> _WORK TO COMPLETE_: Revise these lines by putting "x and y coordinates" wherever "pixel coordinates" appears, and leave everything else unchanged.

> _DATA LISTING_:
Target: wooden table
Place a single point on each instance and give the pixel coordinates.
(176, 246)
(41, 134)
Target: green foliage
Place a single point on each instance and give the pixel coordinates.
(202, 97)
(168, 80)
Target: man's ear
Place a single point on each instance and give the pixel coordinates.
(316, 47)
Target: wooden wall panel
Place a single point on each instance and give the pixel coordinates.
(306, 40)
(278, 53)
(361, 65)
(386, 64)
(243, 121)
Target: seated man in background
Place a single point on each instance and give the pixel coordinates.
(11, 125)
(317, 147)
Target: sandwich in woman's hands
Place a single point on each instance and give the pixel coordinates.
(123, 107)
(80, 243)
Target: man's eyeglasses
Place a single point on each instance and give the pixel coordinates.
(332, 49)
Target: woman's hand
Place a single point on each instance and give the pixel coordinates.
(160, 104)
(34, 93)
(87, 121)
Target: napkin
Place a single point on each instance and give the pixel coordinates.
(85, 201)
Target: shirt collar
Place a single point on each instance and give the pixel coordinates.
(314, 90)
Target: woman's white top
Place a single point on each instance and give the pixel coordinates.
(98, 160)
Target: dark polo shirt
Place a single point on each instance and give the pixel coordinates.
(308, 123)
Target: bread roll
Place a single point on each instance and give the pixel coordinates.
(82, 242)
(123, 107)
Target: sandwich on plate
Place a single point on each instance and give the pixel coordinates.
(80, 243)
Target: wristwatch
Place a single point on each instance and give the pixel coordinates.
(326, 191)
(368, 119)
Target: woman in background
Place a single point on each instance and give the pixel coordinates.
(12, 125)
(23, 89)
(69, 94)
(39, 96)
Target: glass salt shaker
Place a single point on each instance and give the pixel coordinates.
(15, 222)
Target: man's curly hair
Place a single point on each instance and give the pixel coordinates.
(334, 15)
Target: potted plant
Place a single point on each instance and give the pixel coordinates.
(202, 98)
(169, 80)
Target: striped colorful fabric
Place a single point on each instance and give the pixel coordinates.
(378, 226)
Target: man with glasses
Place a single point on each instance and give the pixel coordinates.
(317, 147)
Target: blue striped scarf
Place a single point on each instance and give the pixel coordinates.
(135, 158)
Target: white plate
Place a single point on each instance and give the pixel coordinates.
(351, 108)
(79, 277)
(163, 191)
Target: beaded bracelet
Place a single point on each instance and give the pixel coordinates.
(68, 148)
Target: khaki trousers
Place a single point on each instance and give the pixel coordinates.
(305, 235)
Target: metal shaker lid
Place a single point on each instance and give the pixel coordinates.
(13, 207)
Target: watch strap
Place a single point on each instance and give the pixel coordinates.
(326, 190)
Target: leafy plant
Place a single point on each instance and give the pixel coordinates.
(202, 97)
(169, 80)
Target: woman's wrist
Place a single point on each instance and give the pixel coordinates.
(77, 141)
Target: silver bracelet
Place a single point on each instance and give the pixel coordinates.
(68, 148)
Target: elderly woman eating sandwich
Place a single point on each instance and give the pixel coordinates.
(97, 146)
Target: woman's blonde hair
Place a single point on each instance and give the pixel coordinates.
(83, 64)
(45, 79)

> _PROBLEM SOLUTION_:
Target: wooden table
Place a single point on each instance and give the x and y coordinates.
(176, 246)
(41, 134)
Target: green foliage
Place a single point on each instance and give the x and y coordinates.
(202, 97)
(168, 80)
Target: man's ear
Place a single point on each instance and give the x and y coordinates.
(316, 47)
Target: wooden wall panel
Place a single point on each instance and give the x and y coordinates.
(306, 40)
(278, 53)
(361, 65)
(386, 64)
(243, 121)
Target: seated man in background
Place a single point on each instance and give the x and y coordinates.
(11, 125)
(317, 147)
Target: sandwich in woman's hands
Place a single point on each instance and give the x and y coordinates.
(123, 107)
(80, 243)
Target: man's eyeglasses
Place a single point on each instance and give the x and y coordinates.
(332, 49)
Target: woman's hand
Place a single point on each instance and give the x and y coordinates.
(160, 104)
(34, 93)
(87, 121)
Target: napkin
Place a single point on each instance and give the x and y coordinates.
(85, 201)
Target: shirt collar
Place a single point on each instance and give the x and y coordinates.
(314, 90)
Target: woman's white top
Place a single point on each instance and give the x and y coordinates.
(98, 160)
Target: dark polo shirt
Place a single point on each instance and give the x and y coordinates.
(308, 123)
Target: bread roll
Place a single point on each instance and give the x and y coordinates.
(82, 242)
(123, 107)
Target: sandwich on plate
Place a single point on each instance and give the x and y coordinates.
(80, 243)
Target: wristwatch
Place a single point on each instance and give the x and y coordinates.
(326, 191)
(368, 119)
Target: woman in background
Place a single point on each instance and give the x and y coordinates.
(12, 125)
(23, 89)
(69, 94)
(39, 96)
Target: glass salt shaker
Place a single point on each instance and give the x and y coordinates.
(15, 222)
Target: man's curly hair
Place a single point on each instance and give the x and y coordinates.
(334, 15)
Target: potted plant
Place a single point on each instance and give the x and y coordinates.
(202, 98)
(169, 80)
Target: striped colorful fabric
Place a single point on each instance and give the x and y coordinates.
(378, 226)
Target: man with glasses
Place a single point on each instance and give the x and y coordinates.
(317, 147)
Target: blue striped scarf
Place a single point on each instance and give the x and y coordinates.
(135, 158)
Target: white plate
Place a single point on each instance and give the x and y coordinates.
(351, 108)
(79, 277)
(163, 191)
Target: beaded bracelet
Place a single point on each instance and give the x and y coordinates.
(68, 148)
Target: khaki trousers
Place a single point on each instance and give the x and y coordinates.
(305, 235)
Target: metal shaker lid
Place a single point on each instance and give the x and y coordinates.
(13, 207)
Target: watch strap
Place a single point on each instance and give the x and y coordinates.
(326, 190)
Target: leafy plant
Place a single point on each instance and give the x and y coordinates.
(202, 97)
(169, 80)
Target: woman's wrist
Place a single point on each instance and give the x and y coordinates.
(77, 141)
Target: silver bracelet
Place a single point on each instance and give the x and y coordinates.
(68, 148)
Target: elderly woman eating sandwich
Place a single point on each instance and give the x and y coordinates.
(97, 146)
Target: woman's blonde hair
Place a single point on each instance and give the x and y coordinates.
(83, 64)
(45, 79)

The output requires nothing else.